Irreverent Mama

Monday, March 06, 2006

Along with all the schlock I read - books and books every week - I try to have something that will stir a few brain cells on the go as well. This month's selection has been this book. (Go! Check out the link. Read the description of the book. Isn't that interesting??!?)

What a lot of good things I have learned from this book! What a lot of bad science there is out there! And how many dozens and dozens of oblivious men, who are also scientists, and even, this shocks me, a few women.

I've learned what "adaptive"* means. I've learned that not every trait in a species is adaptive. I didn't know that before, which shows you how much I didn't know.

But what I really learned is just how blind supposedly intelligent and uber-rational scientist folk can be to their own biases. Quite, quite mind-boggling.

So here's the crux of the weirdness, for me. Scientists have, for the entire 20th century, tried to demonstrate/explain how the female orgasm is adaptive. How it helps with procreation.

[Natural language descriptions of regions]
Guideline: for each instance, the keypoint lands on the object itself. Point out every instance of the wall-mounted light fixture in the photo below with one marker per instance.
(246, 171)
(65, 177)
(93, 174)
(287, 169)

WHAT YOU NEED TO DO
1. According to the blog post, what have scientists tried to demonstrate throughout the 20th century?
2. Please duplicate the blog post from "Monday, March 06, 2006" up to and including "a few women.".
3. List every specific thing the blog post's writer says they learned from the book.

SOLUTIONS FOR EACH TASK
1. How the female orgasm is adaptive, meaning how it helps with procreation.

2.
Monday, March 06, 2006

Along with all the schlock I read - books and books every week - I try to have something that will stir a few brain cells on the go as well. This month's selection has been this book. (Go! Check out the link. Read the description of the book. Isn't that interesting??!?)

What a lot of good things I have learned from this book! What a lot of bad science there is out there! And how many dozens and dozens of oblivious men, who are also scientists, and even, this shocks me, a few women.

3.
- What "adaptive" means
- That not every trait in a species is adaptive
- How blind supposedly intelligent and uber-rational scientists can be to their own biases